Copy every line of the items below word for word, leaving out the pictures.

* Begin *

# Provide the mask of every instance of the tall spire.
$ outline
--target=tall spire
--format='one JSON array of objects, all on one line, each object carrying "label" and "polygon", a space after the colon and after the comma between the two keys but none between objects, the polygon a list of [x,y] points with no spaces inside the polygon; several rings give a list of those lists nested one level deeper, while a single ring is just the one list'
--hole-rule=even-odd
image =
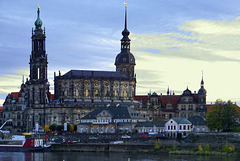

* End *

* Reply
# Provide the mask of every instance of the tall spire.
$ outline
--target=tall spire
--format='one JSON array of objects, all on one line, each object carrying "label" and "polygon", a space after the colon and after the comma between the two keys but none between objects, the polygon a list of [x,y] points with no spaces inside the polygon; several rings give a list of those lists nested one level deeper, while a single ring is just the one list'
--hole-rule=even-odd
image =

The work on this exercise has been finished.